» To be done
Reproduce the rows below word for word, everything from the line containing "Where can the building" down to the line containing "x=611, y=426", both included. Leave the pictures out of your answer.

» Data for this exercise
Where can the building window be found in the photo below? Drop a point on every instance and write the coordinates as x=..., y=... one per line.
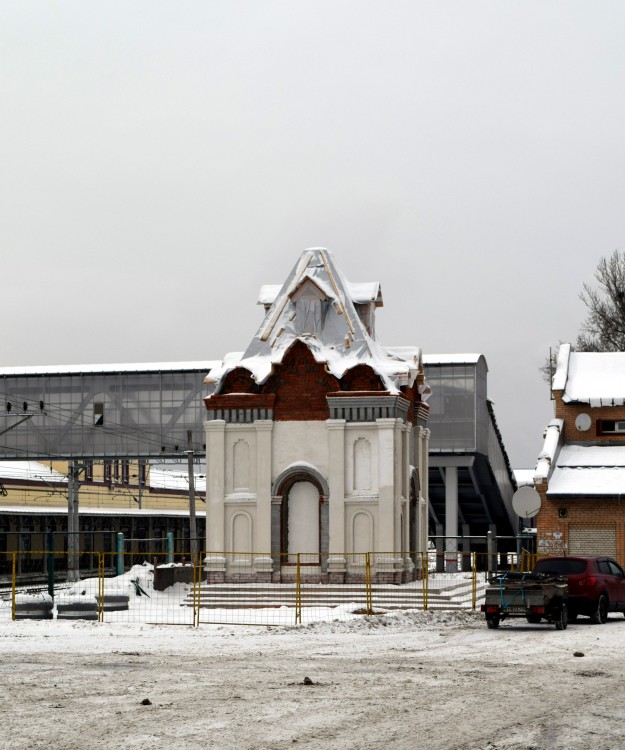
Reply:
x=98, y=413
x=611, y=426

---

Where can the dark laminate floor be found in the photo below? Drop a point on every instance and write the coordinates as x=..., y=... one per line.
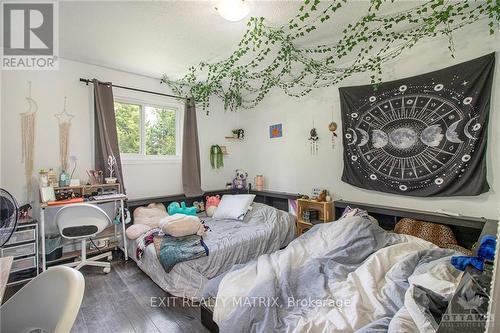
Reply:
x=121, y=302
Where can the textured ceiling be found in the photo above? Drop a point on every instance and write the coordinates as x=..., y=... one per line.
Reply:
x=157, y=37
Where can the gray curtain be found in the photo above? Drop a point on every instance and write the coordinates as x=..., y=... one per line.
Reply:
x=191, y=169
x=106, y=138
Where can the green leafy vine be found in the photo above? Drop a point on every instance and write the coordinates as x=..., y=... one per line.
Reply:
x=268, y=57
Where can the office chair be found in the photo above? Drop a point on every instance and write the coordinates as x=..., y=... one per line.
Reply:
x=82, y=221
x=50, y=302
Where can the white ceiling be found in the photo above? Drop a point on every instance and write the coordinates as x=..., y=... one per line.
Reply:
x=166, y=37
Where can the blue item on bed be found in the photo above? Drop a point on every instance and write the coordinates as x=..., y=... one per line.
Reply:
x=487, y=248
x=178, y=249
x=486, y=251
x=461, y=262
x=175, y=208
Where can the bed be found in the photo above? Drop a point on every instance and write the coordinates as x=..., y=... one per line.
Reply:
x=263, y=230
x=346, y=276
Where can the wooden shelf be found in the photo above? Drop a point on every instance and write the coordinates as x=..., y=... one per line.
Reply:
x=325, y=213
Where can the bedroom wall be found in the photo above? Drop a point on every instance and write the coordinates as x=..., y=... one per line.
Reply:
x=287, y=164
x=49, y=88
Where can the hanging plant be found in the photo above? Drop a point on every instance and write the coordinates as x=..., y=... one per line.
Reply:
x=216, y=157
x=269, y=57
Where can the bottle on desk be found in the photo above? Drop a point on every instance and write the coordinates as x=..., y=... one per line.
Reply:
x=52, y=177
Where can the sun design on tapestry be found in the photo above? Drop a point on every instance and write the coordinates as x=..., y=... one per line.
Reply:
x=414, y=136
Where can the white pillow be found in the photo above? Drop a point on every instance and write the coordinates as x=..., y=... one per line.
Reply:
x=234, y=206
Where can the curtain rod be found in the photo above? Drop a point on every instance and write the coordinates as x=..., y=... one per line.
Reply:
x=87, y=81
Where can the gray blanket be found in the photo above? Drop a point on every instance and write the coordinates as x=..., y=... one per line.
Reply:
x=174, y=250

--

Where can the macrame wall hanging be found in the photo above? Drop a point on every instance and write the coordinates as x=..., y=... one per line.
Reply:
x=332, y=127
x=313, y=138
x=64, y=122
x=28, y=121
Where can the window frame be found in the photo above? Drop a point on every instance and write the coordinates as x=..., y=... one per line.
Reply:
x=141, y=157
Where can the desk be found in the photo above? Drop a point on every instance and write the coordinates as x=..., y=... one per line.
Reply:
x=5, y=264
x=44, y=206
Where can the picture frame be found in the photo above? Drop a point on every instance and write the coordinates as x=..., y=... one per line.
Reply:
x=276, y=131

» Response to the task
Where can the building window be found in the photo below? Drop a point on every instance and write the coordinates as x=..., y=... one per line.
Reply:
x=98, y=413
x=611, y=426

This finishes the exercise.